┏━━

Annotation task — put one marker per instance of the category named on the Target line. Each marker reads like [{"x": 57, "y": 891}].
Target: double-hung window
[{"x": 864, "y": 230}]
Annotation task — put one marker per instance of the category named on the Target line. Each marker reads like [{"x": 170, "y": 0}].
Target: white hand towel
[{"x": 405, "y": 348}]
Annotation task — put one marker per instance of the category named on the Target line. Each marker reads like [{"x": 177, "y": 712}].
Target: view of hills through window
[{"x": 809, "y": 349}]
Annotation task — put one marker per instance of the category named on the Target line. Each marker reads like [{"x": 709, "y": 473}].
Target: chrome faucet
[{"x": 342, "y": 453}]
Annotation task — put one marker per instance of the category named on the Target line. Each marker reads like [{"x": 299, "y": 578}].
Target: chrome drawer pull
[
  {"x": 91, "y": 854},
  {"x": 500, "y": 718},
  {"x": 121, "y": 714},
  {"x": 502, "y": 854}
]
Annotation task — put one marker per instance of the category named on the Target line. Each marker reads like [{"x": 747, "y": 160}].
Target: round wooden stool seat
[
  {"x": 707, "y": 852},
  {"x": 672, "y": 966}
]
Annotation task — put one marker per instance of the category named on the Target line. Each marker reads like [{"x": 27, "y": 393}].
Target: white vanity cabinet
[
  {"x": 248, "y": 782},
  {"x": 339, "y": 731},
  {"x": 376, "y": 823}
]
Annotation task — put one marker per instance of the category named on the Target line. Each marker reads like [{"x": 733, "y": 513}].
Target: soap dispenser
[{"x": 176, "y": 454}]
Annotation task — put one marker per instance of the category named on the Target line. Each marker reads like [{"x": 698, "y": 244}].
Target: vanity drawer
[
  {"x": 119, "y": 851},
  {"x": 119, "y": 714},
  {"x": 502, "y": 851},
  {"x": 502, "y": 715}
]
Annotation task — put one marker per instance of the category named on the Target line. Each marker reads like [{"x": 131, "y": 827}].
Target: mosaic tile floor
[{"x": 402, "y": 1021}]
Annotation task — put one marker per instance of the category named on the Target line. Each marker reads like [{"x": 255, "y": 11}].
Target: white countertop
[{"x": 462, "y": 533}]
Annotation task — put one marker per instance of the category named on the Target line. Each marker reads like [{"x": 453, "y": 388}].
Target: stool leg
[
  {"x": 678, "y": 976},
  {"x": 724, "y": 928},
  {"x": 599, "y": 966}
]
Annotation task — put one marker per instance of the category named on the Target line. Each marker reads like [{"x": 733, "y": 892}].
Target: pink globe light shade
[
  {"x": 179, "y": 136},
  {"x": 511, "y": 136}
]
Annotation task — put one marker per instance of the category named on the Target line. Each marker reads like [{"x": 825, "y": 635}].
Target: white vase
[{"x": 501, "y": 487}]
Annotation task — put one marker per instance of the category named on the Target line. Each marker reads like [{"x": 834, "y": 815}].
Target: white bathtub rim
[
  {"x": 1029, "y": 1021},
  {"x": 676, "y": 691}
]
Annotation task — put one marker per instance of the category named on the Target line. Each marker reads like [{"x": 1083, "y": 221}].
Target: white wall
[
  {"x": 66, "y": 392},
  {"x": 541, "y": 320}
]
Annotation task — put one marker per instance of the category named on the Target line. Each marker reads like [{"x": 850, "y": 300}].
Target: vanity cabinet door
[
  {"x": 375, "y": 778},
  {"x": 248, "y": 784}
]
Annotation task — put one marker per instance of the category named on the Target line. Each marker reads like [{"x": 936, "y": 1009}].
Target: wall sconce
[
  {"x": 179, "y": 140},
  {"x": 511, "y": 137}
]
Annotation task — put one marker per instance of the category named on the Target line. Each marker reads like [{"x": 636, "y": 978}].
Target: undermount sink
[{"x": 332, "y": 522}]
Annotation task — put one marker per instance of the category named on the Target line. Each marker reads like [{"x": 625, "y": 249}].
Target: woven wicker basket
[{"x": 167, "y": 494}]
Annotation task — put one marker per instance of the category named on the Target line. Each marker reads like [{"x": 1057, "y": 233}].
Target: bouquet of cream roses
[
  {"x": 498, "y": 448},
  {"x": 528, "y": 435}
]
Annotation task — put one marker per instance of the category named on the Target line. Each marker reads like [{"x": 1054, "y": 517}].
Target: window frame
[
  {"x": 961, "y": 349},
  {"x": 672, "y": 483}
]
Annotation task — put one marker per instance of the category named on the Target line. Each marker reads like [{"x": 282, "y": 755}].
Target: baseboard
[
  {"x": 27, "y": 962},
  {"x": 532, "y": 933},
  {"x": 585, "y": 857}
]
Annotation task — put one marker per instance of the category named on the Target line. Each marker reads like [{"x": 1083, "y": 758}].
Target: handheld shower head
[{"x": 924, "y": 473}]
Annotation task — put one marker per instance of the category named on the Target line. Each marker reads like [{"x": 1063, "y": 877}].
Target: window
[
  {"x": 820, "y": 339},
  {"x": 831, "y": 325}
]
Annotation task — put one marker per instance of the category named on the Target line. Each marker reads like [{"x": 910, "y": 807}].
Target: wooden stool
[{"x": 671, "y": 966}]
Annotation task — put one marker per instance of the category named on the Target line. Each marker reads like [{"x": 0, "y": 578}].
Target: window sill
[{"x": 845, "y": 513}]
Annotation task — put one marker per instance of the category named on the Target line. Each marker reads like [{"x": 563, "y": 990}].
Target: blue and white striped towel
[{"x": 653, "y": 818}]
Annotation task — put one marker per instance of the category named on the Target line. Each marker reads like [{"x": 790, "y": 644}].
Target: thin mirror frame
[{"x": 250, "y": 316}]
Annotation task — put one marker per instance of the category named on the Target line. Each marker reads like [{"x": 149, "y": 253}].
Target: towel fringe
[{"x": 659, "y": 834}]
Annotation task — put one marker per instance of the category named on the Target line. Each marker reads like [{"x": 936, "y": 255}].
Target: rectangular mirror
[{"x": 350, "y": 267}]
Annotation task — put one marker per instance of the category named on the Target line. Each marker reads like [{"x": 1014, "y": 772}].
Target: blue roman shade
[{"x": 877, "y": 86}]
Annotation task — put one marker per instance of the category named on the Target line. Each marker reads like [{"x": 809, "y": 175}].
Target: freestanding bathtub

┗━━

_Task brief_
Repeat all the records. Match each line exactly.

_Complete output_
Annotation task — put one marker per instance of the category named on the Target line. Each marker reads like [{"x": 57, "y": 891}].
Target: double-hung window
[{"x": 864, "y": 230}]
Annotation task — put one marker per instance of the category named on the Target line. Each marker reads like [{"x": 170, "y": 0}].
Target: white hand towel
[{"x": 405, "y": 348}]
Annotation task — put one marker per instance of the category named on the Target line. Each marker reads like [{"x": 177, "y": 712}].
Target: view of hills through window
[{"x": 809, "y": 349}]
Annotation task — put one marker per instance of the category named on the Target line. Each marker reads like [{"x": 709, "y": 473}].
Target: chrome faucet
[{"x": 342, "y": 453}]
Annotation task — put one marker per instance of the category named on the Target line. Each marker reads like [{"x": 299, "y": 578}].
Target: chrome drawer pull
[
  {"x": 91, "y": 854},
  {"x": 500, "y": 718},
  {"x": 121, "y": 714},
  {"x": 502, "y": 854}
]
Annotation task — put one marker per instance of the category named on the Target line. Each marker reads like [{"x": 747, "y": 160}].
Target: round wooden stool seat
[
  {"x": 707, "y": 852},
  {"x": 672, "y": 966}
]
Annotation task — put one marker per instance of the category named on the Target line. Each marker reads like [{"x": 27, "y": 393}].
Target: white vanity cabinet
[
  {"x": 248, "y": 782},
  {"x": 339, "y": 731},
  {"x": 376, "y": 823}
]
Annotation task — put one marker per instance of the category named on the Target line. Each marker reads like [{"x": 733, "y": 513}].
Target: soap dispenser
[{"x": 176, "y": 454}]
Annotation task — put one marker per instance of the category named on the Target line. Each marker reads like [{"x": 698, "y": 244}].
Target: vanity drawer
[
  {"x": 119, "y": 851},
  {"x": 119, "y": 714},
  {"x": 502, "y": 851},
  {"x": 502, "y": 715}
]
Annotation task — put one marker per instance of the category named on the Target line. Each marker reads like [{"x": 131, "y": 827}].
Target: mosaic tile floor
[{"x": 402, "y": 1021}]
Annotation task — put one marker per instance of the category named on the Target line. Each marker reads like [{"x": 255, "y": 11}].
Target: white countertop
[{"x": 462, "y": 533}]
Annotation task — put one marker per instance of the category named on the Target line. Each marker reads like [{"x": 453, "y": 388}].
Target: stool leg
[
  {"x": 678, "y": 976},
  {"x": 724, "y": 928},
  {"x": 599, "y": 966}
]
Annotation task — put one marker per instance of the category named on the Target line. Each marker reads like [{"x": 733, "y": 892}].
Target: pink globe light shade
[
  {"x": 179, "y": 136},
  {"x": 511, "y": 136}
]
Annotation task — put one marker per instance of the category named on the Target line. Each marker reads like [{"x": 825, "y": 635}].
Target: white vase
[{"x": 501, "y": 487}]
Annotation task — put one marker per instance of the category named on the Target line. Each marker reads like [{"x": 834, "y": 815}].
Target: white bathtub rim
[
  {"x": 1029, "y": 1021},
  {"x": 676, "y": 691}
]
Annotation task — put one marker per instance of the category named on the Target line. Each marker reads like [{"x": 1083, "y": 221}].
Target: white wall
[
  {"x": 66, "y": 392},
  {"x": 541, "y": 320}
]
Annotation task — put one marker per instance of the category named on the Target line. Each marker reads like [{"x": 850, "y": 300}].
Target: vanity cabinet door
[
  {"x": 375, "y": 778},
  {"x": 248, "y": 784}
]
Annotation task — put one marker per instance of the category named on the Target line. Each marker reads like [{"x": 936, "y": 1009}].
Target: wall sconce
[
  {"x": 179, "y": 140},
  {"x": 511, "y": 137}
]
Annotation task — put one marker per instance of the category named on the Target line. Each marker reads like [{"x": 636, "y": 978}].
Target: undermount sink
[{"x": 332, "y": 522}]
Annotation task — put one marker per instance of the category named on the Target line. Each marker reads like [{"x": 625, "y": 249}].
Target: woven wicker basket
[{"x": 167, "y": 494}]
Annotation task — put one marker per instance of the category named on the Target line. Each marker reads like [{"x": 1057, "y": 233}].
Target: bouquet of cream roses
[
  {"x": 498, "y": 448},
  {"x": 528, "y": 435}
]
Annotation task — put one marker per instance of the category named on the Target line. Each marker reads like [{"x": 1054, "y": 517}].
Target: window frame
[
  {"x": 961, "y": 349},
  {"x": 672, "y": 483}
]
Annotation task — put one marker per instance of the category named on the Target line. Each marker reads like [{"x": 282, "y": 755}].
Target: baseboard
[
  {"x": 27, "y": 962},
  {"x": 532, "y": 933},
  {"x": 585, "y": 857}
]
Annotation task — put one marker per instance of the category named on the Target line. Each marker reads like [{"x": 1083, "y": 758}].
Target: handheld shower head
[{"x": 924, "y": 473}]
Annotation task — put one marker per instance of the category named on the Target line. Each marker reads like [{"x": 1063, "y": 877}].
Target: window
[
  {"x": 820, "y": 339},
  {"x": 831, "y": 325}
]
Annotation task — put one marker per instance of the category named on the Target line. Each marker reads like [{"x": 910, "y": 807}].
Target: wooden stool
[{"x": 671, "y": 966}]
Annotation task — put one marker per instance of the category named on the Target line. Each marker reads like [{"x": 0, "y": 578}].
Target: window sill
[{"x": 845, "y": 513}]
Annotation task — put one marker per instance of the category named on the Target line. Each marker reads like [{"x": 563, "y": 990}].
Target: blue and white striped towel
[{"x": 653, "y": 818}]
Annotation task — put one marker per instance of the category named on the Target line. Each marker reads like [{"x": 790, "y": 644}].
Target: thin mirror frame
[{"x": 250, "y": 316}]
Annotation task — put one marker per instance of the category named on the Target line. Each marker reads like [{"x": 149, "y": 253}].
Target: towel fringe
[{"x": 659, "y": 834}]
Annotation task — put one marker per instance of the category named on the Target line. Each marker reads like [{"x": 936, "y": 255}].
Target: rectangular mirror
[{"x": 350, "y": 267}]
Annotation task — put one marker per instance of the category named on the Target line. Each marker reads like [{"x": 1014, "y": 772}].
Target: blue roman shade
[{"x": 877, "y": 86}]
Annotation task — put one marker per instance of the category named on the Target line. Each marker reads like [{"x": 809, "y": 175}].
Target: freestanding bathtub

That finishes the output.